Text shown >>
■ ■ ■ ■ ■
Basic Git Workflow

#Local work:
        git checkout -b branch_name # creates and switches to branch_name
        git push --set-upstream origin branch_name # create branch on remote repo (github, etc)
        # do work on new branch, test work on new branch
        git add . # add new work to commit
        git commit -m 'commit message here'
        git push # now the remote repo has all of your changes in the branch_name

#Merge in work and push to master branch on remote repo (github, etc)
        git checkout master # switch to master branch so you can merge in your new changes
        git pull # sync up any changes that have been pushed to master by others
        git merge branch_name # merge your changes
        git push #push to remote repo

#All done, now clean up:
        git branch -d branch_name # delete local branch
        git push origin --delete branch_name # delete remote repo branch

Python + Virtualenv + Autoenv = A Dream Come True

Managing virtual environments for python development is not impossible, but also is not fun when you are constantly switching between projects.

Pip install Virtualenv and brew install Autoenv to make this process much more streamlined and productive. Install both, and then create these .env files to activate and deactivate your virtual environments. And add this line to your bash_profile: source /usr/local/opt/autoenv/activate.sh

base_dir:
touch .env && echo "deactivate &>/dev/null" > .env

project_dir: (this must be done for each project)
run: virtualenv venv #creates virtual environment in current folder
touch .env && echo "source venv/bin/activate &>/dev/null" > .env

 

 

Running S3 Uploads in Parallel

I've been trying to shave off a few seconds when uploading large batches to AWS S3. Parallel seems to do a wonderful job in this situation!

164 pdf files of varying sizes on a dual-core i7
25 seconds: s3cmd put *.pdf s3://bucket-name/goes/here/
25 seconds: parallel --jobs 4 s3cmd put {} s3://bucket-name/goes/here/ ::: *.pdf
18 seconds: parallel --jobs 8 s3cmd put {} s3://bucket-name/goes/here/ ::: *.pdf
17 seconds: parallel --jobs 16 s3cmd put {} s3://bucket-name/goes/here/ ::: *.pdf
15 seconds: parallel --jobs 20 s3cmd put {} s3://bucket-name/goes/here/ ::: *.pdf
16 seconds: parallel --jobs 24 s3cmd put {} s3://bucket-name/goes/here/ ::: *.pdf
16 seconds: parallel --jobs 28 s3cmd put {} s3://bucket-name/goes/here/ ::: *.pdf 

Remove embedded canvas from first page of PDF

Sometimes PDFs store too much information. And sometimes that information causes them to not play nice with Ghostscript when bursting and transforming pages. I've been left with awkward white space on too many occasions and finally set out to remove that typically unseen space.
■ ■ ■ ■ ■
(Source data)
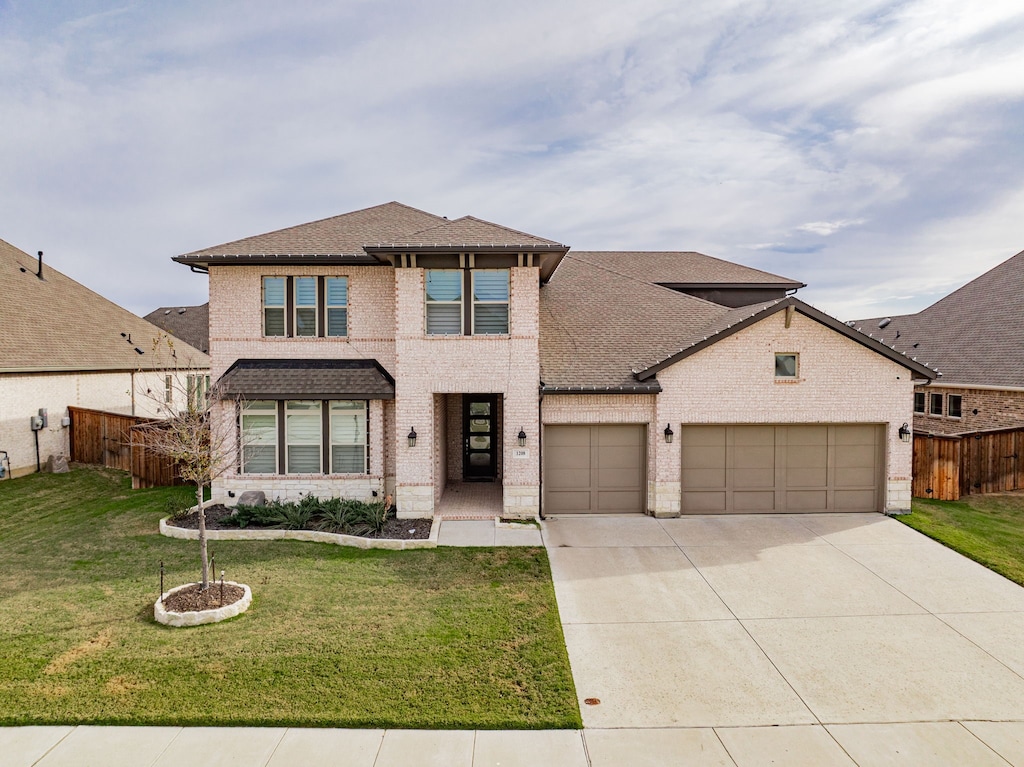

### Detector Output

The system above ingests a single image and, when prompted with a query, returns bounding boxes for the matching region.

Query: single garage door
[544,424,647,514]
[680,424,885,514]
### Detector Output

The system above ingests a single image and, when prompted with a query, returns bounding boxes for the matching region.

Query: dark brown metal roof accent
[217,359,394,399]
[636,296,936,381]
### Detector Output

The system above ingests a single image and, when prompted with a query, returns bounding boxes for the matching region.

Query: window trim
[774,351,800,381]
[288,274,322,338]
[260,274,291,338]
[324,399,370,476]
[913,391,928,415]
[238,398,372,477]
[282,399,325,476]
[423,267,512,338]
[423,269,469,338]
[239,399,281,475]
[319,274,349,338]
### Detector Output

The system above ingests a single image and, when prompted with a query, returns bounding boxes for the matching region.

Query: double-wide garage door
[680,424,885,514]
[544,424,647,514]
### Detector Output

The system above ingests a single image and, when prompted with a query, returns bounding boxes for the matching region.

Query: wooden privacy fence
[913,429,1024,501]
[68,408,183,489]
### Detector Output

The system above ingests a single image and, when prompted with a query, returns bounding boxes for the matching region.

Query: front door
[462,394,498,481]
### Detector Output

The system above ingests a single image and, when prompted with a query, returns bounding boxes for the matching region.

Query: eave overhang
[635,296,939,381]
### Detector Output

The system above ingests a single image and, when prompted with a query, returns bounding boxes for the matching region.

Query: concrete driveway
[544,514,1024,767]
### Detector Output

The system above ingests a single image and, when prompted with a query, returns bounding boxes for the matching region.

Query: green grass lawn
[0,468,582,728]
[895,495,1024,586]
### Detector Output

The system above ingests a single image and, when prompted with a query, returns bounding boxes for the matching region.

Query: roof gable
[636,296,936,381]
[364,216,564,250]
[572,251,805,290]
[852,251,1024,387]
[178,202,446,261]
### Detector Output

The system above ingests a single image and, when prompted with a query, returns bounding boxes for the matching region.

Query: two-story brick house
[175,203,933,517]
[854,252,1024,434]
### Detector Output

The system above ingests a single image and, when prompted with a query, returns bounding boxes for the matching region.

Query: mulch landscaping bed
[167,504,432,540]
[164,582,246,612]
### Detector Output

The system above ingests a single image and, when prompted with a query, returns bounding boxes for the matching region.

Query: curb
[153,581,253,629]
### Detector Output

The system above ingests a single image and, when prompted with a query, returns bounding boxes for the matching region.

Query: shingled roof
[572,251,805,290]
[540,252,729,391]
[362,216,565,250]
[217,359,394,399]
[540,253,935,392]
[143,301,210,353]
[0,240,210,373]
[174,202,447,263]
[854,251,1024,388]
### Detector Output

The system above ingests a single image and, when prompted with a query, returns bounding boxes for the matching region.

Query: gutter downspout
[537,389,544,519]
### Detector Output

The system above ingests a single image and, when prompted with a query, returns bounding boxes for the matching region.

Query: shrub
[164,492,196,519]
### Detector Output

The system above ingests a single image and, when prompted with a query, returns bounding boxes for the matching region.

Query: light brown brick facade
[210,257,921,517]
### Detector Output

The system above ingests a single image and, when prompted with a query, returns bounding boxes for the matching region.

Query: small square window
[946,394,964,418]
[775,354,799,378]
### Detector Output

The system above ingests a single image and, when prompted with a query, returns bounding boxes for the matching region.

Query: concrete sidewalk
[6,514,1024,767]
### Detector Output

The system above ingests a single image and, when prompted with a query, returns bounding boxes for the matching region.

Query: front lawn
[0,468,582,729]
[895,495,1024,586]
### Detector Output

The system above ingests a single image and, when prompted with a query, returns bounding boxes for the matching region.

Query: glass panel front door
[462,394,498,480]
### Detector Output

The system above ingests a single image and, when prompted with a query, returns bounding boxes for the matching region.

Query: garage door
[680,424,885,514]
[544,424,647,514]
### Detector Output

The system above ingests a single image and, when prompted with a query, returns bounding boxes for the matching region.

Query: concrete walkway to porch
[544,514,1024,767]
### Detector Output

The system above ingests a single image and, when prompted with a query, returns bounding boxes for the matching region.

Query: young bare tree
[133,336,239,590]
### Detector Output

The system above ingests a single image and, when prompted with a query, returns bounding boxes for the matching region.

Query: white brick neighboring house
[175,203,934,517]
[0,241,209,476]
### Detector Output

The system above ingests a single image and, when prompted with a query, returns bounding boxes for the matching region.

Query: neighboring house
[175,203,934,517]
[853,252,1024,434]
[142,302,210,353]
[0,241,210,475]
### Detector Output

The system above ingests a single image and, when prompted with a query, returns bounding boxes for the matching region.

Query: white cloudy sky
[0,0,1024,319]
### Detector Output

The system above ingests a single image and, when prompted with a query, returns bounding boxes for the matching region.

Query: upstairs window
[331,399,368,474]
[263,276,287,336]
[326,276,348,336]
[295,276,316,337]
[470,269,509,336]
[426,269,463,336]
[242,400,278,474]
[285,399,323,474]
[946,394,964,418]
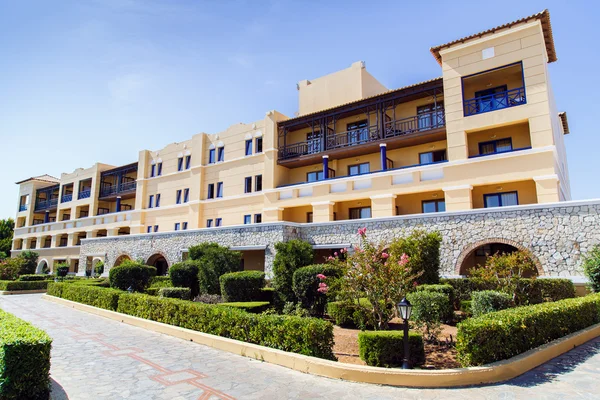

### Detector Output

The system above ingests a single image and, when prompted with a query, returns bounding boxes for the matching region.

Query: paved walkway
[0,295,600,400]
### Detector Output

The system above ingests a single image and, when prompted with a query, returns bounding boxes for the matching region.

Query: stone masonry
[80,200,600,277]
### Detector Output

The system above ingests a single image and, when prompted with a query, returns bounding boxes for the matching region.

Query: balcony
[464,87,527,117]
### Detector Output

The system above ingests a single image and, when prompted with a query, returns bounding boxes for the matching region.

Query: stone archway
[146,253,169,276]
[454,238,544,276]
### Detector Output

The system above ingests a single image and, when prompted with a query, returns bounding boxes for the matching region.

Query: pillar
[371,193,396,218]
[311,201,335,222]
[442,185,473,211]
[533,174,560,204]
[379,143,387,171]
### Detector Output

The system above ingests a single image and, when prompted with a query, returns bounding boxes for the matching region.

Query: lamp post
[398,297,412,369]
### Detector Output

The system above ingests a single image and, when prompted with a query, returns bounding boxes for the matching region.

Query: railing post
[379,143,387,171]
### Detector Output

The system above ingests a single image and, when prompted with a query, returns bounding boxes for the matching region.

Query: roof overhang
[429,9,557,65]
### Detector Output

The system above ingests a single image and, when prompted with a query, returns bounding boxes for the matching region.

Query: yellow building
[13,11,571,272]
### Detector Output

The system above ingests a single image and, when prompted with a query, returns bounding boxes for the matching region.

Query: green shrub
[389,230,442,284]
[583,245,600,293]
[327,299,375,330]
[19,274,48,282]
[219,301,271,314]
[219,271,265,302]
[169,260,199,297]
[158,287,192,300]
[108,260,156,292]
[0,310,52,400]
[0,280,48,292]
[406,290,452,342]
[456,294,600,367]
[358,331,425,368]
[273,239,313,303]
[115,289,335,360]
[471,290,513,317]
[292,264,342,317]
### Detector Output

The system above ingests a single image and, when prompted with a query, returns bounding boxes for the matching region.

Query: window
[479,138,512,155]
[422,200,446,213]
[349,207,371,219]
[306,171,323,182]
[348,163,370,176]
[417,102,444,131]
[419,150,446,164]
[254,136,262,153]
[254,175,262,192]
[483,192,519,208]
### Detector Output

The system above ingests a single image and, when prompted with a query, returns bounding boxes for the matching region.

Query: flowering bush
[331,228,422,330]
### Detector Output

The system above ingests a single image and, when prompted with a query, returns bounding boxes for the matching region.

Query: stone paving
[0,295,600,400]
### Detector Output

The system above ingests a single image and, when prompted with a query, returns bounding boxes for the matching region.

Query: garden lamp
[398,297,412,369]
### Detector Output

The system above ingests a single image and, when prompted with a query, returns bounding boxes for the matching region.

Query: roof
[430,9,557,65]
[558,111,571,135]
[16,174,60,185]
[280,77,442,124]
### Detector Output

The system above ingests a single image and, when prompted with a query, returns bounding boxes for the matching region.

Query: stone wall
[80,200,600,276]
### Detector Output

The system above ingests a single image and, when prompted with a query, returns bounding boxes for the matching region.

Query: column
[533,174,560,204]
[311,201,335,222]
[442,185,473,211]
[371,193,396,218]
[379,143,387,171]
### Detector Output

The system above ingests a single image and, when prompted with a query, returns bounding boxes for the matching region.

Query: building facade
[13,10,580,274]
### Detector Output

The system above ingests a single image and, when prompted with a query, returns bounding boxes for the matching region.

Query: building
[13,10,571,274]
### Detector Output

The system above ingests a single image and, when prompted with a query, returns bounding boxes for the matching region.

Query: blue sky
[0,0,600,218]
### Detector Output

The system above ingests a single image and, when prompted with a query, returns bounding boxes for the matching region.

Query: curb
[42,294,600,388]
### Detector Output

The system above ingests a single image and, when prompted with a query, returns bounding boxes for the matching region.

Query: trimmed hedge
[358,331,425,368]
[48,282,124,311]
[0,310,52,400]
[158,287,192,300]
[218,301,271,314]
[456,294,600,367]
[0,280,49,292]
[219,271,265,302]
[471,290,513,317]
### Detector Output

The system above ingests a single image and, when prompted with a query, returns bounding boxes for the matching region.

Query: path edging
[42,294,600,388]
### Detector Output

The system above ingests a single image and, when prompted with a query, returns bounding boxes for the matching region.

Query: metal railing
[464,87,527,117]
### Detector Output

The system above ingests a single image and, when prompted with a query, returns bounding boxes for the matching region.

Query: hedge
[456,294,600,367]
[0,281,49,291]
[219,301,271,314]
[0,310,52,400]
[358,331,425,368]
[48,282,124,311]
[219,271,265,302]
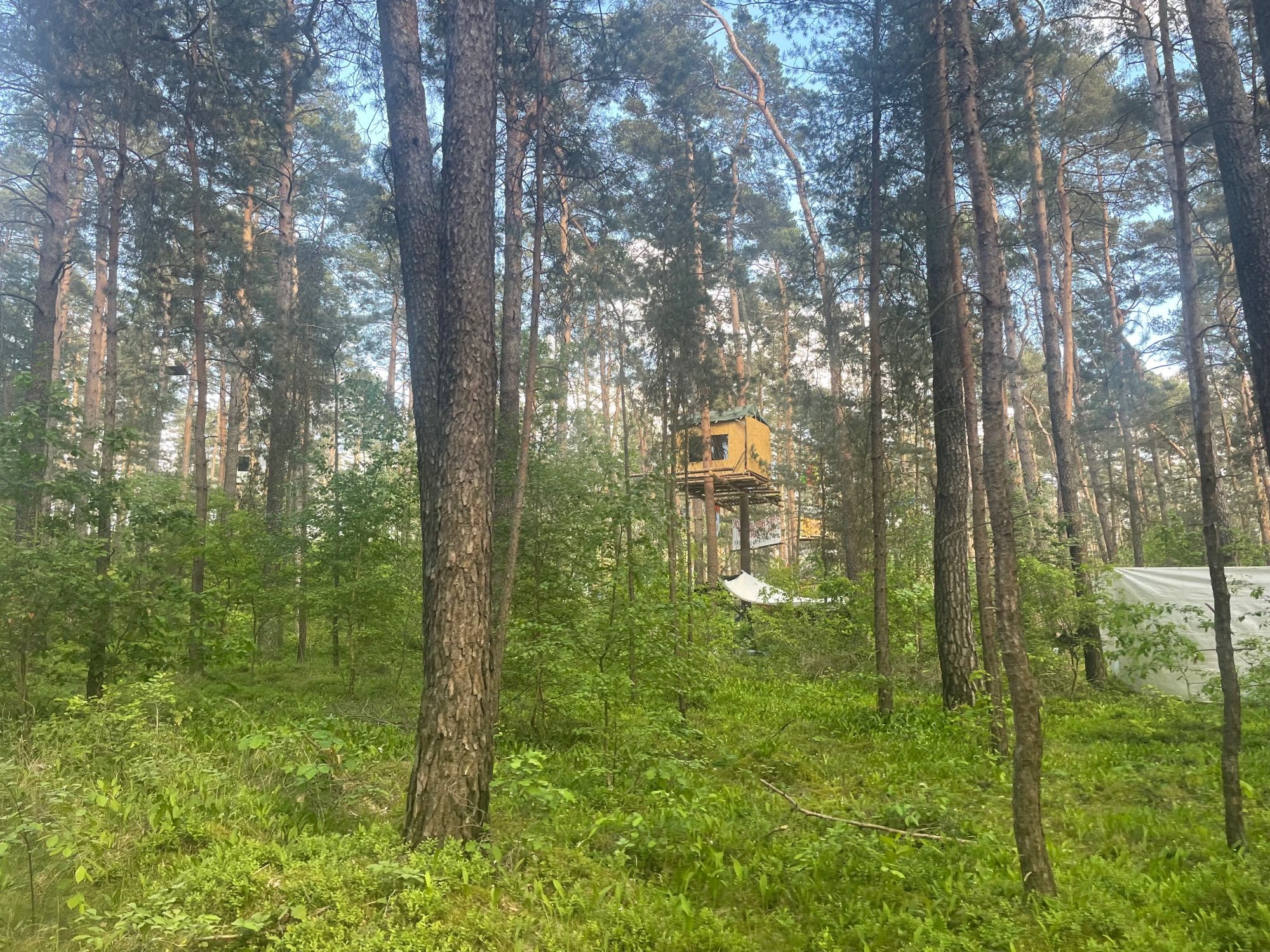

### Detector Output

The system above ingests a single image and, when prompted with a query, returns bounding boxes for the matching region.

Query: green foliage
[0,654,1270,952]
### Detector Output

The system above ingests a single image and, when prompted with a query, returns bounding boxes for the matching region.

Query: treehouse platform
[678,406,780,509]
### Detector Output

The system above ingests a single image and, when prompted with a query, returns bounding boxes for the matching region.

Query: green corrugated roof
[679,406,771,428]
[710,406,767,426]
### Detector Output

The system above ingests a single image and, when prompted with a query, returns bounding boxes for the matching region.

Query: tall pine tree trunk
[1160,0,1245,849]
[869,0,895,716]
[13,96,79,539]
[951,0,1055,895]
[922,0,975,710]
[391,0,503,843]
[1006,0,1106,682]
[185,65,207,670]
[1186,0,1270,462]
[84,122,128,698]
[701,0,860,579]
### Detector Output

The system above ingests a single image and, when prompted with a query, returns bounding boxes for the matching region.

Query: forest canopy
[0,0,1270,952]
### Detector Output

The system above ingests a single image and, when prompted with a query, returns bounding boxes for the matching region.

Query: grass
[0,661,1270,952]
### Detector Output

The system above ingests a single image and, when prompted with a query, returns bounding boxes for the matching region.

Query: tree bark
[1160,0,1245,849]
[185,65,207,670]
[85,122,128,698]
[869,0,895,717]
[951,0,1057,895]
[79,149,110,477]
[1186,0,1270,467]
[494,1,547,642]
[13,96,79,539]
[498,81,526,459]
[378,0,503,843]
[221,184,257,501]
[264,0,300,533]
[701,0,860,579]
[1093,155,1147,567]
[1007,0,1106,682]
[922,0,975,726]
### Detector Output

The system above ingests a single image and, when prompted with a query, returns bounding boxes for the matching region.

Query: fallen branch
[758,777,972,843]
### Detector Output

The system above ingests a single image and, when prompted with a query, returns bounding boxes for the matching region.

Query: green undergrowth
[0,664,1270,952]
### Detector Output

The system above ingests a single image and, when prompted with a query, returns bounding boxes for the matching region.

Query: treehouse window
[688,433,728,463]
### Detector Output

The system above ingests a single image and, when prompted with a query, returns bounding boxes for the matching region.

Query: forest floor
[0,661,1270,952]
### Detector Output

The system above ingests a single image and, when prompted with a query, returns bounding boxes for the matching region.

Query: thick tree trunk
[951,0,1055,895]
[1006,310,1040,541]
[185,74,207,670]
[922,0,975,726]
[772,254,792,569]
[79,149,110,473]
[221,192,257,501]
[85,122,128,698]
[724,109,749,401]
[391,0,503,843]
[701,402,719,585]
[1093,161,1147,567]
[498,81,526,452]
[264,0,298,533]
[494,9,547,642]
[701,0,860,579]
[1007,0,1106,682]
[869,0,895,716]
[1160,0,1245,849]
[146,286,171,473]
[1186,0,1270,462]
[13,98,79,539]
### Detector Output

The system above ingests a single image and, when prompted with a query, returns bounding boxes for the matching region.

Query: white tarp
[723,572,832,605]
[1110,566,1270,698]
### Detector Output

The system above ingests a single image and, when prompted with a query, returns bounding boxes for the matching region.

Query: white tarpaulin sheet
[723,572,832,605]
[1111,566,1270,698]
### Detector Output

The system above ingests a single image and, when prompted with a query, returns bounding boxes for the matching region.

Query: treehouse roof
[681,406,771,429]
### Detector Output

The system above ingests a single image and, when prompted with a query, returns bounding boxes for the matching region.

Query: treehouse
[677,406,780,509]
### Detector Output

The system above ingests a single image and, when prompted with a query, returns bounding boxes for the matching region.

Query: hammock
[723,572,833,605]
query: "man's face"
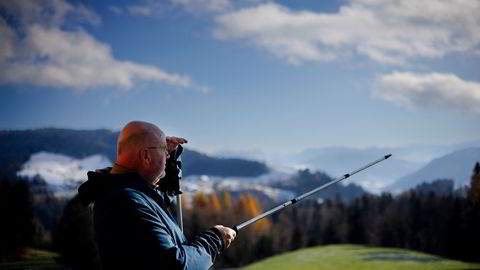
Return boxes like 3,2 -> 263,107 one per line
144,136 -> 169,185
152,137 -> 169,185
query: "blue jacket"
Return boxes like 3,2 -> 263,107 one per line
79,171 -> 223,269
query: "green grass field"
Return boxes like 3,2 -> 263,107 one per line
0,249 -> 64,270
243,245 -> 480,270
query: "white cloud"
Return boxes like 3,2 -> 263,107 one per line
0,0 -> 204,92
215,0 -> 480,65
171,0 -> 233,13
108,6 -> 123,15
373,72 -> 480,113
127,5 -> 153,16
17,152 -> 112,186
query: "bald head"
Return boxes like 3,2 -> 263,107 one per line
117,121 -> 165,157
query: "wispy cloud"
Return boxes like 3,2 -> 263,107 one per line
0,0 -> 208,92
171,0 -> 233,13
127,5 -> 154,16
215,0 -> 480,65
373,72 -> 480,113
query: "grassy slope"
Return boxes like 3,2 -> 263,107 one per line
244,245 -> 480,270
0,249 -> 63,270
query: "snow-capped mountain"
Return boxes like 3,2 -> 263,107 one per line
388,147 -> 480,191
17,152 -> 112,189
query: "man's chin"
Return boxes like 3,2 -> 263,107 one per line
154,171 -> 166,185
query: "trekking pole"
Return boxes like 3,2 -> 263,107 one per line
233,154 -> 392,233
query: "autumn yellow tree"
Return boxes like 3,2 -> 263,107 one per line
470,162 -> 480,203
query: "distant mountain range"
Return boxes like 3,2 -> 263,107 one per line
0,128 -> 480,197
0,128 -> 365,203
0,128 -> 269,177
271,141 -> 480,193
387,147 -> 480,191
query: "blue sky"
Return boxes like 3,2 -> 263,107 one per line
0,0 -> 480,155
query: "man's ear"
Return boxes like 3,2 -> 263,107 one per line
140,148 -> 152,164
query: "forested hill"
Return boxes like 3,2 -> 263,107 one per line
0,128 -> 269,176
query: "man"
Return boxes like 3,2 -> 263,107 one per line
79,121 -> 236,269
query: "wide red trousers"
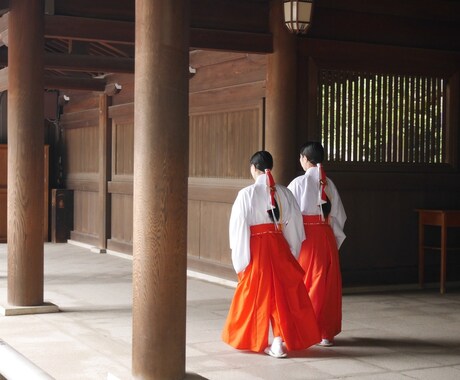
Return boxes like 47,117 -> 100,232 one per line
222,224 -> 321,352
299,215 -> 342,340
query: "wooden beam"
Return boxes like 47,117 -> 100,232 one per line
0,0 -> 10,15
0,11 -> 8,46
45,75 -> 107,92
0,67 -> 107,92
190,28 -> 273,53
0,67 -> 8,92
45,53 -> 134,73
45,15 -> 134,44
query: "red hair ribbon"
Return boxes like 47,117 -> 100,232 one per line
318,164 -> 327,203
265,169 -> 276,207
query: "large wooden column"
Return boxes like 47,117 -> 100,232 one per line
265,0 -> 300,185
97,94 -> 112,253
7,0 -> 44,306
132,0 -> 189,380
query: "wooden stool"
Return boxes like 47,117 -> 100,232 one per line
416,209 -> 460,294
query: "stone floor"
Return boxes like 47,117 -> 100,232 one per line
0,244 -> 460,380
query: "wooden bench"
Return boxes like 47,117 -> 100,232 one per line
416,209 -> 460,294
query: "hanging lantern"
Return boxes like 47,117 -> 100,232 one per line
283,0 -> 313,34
■ ■ ■ ■ ■
Exercise >> Extract the section of the command-line notes from "project_dir: (this must" to "in this situation!" without changing a character.

The answer >>
project_dir: (this must be done for each project)
run: virtualenv venv #creates virtual environment in current folder
touch .env && echo "source venv/bin/activate &>/dev/null" > .env

 

 

Running S3 Uploads in Parallel

I've been trying to shave off a few seconds when uploading large batches to AWS S3. Parallel seems to do a wonderful job in this situation!